Records from an annotation dataset
+++
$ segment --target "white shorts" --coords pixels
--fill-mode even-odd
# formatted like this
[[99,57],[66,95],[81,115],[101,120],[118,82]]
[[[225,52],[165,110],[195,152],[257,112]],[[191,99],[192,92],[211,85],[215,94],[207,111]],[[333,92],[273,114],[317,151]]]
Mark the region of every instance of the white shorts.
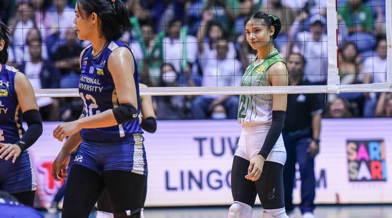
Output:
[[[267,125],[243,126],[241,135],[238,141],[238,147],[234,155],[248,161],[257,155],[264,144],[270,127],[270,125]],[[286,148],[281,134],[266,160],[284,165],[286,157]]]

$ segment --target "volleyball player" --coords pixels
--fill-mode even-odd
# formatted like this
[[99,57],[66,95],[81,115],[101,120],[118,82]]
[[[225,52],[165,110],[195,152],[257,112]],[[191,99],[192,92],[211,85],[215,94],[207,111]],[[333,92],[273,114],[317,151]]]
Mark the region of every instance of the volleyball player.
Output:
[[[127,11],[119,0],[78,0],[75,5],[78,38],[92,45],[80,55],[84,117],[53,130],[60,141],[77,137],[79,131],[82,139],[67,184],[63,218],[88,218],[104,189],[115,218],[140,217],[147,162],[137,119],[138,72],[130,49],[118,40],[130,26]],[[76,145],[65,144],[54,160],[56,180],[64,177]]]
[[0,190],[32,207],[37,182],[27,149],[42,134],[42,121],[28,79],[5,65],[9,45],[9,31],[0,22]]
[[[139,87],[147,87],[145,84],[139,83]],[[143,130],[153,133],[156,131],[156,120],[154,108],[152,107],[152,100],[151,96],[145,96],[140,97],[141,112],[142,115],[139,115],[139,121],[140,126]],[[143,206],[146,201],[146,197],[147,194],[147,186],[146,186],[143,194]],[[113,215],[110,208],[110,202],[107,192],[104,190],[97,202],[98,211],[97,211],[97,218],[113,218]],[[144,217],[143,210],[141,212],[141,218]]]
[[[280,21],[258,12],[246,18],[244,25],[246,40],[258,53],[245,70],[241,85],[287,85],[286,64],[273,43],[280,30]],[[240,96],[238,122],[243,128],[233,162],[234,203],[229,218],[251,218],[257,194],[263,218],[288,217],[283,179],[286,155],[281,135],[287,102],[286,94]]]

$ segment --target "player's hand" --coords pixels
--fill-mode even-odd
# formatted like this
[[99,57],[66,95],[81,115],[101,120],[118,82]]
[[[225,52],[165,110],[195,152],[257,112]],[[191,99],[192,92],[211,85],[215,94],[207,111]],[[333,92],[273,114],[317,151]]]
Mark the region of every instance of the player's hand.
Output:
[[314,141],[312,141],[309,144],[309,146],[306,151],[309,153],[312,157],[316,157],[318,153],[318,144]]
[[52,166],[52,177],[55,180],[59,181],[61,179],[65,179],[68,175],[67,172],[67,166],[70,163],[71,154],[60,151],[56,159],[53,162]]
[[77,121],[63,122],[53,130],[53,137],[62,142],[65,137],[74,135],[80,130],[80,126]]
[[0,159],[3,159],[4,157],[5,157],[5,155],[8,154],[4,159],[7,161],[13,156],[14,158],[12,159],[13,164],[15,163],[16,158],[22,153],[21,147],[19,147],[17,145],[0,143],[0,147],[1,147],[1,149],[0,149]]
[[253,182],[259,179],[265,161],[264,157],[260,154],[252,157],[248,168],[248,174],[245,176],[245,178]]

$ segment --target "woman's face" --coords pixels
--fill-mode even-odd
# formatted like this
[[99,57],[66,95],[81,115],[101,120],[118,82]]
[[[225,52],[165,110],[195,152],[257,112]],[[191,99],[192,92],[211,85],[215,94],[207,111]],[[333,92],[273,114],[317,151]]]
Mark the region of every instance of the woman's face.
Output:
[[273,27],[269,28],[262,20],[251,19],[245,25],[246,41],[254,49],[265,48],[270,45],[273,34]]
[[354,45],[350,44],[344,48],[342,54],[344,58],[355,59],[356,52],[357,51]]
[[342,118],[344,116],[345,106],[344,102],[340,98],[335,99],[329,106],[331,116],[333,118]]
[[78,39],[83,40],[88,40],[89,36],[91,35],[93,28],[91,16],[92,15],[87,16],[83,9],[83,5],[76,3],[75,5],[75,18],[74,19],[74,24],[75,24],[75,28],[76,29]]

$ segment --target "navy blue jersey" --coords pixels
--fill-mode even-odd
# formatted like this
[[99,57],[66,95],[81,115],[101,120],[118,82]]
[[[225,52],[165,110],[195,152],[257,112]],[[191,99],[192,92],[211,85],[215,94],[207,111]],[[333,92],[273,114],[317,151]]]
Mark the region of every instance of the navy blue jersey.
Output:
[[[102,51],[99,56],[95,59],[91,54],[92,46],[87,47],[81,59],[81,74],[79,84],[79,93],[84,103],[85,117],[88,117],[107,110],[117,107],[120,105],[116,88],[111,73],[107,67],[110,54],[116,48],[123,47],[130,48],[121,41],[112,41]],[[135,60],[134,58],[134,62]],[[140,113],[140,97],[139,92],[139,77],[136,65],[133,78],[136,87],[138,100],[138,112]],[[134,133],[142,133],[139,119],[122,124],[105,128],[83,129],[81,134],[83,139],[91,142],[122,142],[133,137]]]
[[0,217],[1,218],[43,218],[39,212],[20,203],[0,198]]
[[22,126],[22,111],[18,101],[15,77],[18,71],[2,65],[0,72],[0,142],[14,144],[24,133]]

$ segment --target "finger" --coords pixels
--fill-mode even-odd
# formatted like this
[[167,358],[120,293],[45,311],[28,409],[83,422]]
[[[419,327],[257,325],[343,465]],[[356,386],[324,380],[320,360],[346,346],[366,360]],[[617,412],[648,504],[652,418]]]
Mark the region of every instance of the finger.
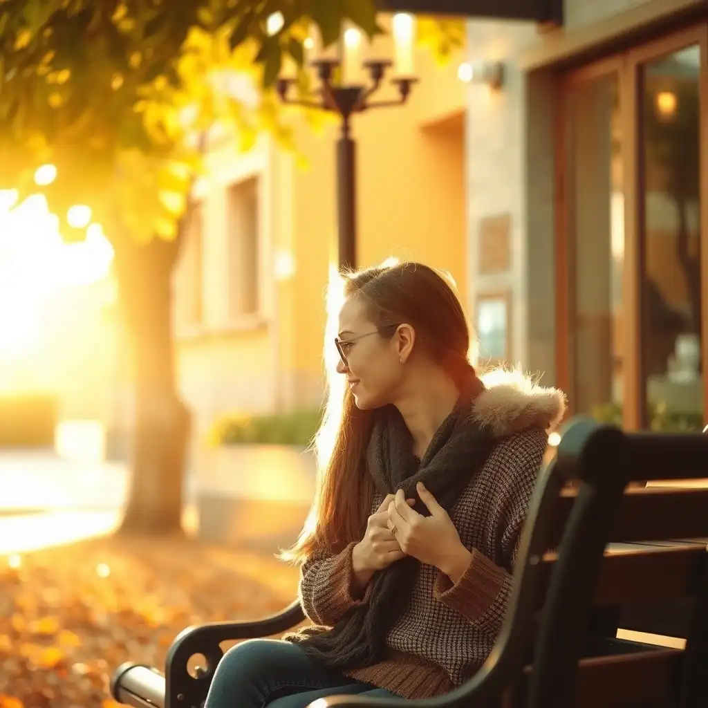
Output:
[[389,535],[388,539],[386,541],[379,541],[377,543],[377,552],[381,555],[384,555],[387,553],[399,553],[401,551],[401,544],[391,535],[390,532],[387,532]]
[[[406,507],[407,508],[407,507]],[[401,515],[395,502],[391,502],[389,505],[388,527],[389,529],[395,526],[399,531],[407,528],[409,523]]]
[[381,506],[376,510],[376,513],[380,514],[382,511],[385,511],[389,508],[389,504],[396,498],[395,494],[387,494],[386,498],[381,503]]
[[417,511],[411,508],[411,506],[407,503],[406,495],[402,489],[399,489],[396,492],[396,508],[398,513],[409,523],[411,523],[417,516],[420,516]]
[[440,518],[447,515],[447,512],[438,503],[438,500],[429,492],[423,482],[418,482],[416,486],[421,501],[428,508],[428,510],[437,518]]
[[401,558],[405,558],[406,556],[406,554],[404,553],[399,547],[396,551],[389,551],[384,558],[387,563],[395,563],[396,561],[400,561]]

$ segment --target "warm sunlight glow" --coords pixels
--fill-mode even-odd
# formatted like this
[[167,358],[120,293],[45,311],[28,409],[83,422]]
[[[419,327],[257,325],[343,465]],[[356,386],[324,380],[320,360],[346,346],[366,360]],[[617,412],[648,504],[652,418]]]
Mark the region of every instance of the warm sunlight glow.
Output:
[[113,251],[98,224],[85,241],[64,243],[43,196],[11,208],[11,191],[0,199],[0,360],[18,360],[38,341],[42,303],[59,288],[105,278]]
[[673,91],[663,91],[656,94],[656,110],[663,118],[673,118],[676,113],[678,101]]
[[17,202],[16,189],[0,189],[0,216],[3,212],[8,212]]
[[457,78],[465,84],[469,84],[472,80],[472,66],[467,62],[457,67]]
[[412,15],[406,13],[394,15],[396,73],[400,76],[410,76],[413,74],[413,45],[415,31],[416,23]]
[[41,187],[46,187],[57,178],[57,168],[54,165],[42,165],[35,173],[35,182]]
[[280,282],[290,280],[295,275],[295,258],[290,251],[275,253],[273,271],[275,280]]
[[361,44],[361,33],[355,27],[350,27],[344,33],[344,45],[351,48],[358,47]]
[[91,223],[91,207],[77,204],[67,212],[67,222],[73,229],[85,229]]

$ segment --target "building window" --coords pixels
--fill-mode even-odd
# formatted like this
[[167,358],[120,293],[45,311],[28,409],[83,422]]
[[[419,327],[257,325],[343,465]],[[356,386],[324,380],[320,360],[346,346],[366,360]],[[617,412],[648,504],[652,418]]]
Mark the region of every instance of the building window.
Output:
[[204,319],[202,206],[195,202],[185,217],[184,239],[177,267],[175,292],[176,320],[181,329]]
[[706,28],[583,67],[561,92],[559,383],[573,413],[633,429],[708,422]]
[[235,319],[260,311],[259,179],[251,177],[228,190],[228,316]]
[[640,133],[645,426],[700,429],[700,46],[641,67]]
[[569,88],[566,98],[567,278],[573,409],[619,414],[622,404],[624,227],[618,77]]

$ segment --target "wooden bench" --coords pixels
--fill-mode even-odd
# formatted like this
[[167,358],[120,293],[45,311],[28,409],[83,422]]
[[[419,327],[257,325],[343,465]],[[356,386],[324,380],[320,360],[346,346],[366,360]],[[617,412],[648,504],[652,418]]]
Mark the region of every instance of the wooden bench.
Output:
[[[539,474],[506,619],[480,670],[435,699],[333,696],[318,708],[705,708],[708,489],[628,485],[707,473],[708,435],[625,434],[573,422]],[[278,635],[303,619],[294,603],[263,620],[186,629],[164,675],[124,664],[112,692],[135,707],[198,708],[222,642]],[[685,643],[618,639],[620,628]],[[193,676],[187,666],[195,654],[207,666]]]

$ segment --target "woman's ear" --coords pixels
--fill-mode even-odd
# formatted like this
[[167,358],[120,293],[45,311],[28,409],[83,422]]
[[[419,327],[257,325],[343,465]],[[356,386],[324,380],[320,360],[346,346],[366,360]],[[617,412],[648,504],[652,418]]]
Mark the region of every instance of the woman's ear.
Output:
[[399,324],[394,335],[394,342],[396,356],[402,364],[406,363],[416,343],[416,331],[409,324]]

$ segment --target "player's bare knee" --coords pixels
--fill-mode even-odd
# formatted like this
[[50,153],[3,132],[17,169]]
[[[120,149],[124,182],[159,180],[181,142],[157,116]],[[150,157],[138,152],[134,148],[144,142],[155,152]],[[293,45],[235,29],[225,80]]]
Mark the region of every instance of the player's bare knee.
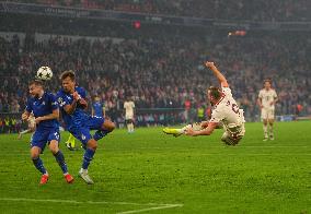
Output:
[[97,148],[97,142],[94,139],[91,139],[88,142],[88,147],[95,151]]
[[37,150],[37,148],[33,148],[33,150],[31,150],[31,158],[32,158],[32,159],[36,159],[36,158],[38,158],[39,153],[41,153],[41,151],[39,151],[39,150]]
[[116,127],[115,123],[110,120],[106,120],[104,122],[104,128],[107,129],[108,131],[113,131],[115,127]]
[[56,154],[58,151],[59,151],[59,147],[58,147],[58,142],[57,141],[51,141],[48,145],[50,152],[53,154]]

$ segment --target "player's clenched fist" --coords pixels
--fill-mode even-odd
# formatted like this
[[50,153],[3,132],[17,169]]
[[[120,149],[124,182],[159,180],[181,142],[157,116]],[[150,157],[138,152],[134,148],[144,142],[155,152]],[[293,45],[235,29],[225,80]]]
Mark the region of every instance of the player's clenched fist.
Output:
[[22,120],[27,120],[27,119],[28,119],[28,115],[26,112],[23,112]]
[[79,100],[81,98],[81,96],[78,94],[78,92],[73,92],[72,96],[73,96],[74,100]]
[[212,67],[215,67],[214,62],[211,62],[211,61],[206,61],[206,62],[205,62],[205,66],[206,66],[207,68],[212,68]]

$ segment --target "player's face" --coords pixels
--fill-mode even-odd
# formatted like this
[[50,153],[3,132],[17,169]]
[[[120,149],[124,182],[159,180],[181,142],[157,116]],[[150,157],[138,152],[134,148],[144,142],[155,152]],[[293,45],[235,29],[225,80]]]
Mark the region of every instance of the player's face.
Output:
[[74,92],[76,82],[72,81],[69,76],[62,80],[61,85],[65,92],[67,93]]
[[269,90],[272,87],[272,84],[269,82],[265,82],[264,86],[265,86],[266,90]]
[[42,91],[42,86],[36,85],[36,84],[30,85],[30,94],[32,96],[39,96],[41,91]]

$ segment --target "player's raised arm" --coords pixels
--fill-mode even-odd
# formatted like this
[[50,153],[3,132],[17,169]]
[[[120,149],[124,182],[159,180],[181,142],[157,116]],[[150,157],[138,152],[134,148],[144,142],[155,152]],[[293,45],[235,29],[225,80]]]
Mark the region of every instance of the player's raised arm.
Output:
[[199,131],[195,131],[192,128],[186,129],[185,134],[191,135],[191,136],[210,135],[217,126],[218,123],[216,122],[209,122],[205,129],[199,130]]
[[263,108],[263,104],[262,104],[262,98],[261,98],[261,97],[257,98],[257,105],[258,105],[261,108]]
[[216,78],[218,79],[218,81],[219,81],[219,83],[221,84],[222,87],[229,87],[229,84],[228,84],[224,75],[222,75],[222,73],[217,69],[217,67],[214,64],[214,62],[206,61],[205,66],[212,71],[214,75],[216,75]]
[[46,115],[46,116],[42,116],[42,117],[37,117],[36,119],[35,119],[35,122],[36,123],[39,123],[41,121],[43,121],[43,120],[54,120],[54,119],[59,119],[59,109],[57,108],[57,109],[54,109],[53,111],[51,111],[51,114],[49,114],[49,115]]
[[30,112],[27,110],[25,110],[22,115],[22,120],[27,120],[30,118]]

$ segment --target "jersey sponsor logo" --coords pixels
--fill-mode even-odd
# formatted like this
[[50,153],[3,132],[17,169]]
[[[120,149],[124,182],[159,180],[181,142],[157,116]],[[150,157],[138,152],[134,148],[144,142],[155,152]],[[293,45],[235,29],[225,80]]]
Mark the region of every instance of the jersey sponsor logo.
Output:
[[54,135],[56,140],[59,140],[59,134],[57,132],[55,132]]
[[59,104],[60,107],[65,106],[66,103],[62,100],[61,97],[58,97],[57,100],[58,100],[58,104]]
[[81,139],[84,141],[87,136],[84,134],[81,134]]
+++
**WHAT TO DO**
Please pull out every line of the records above that contains the word "navy", matching its case exactly.

**REPLY TO THE TASK**
$ segment --target "navy blue jersey" --coords pixels
Mark the region of every instance of the navy blue jersey.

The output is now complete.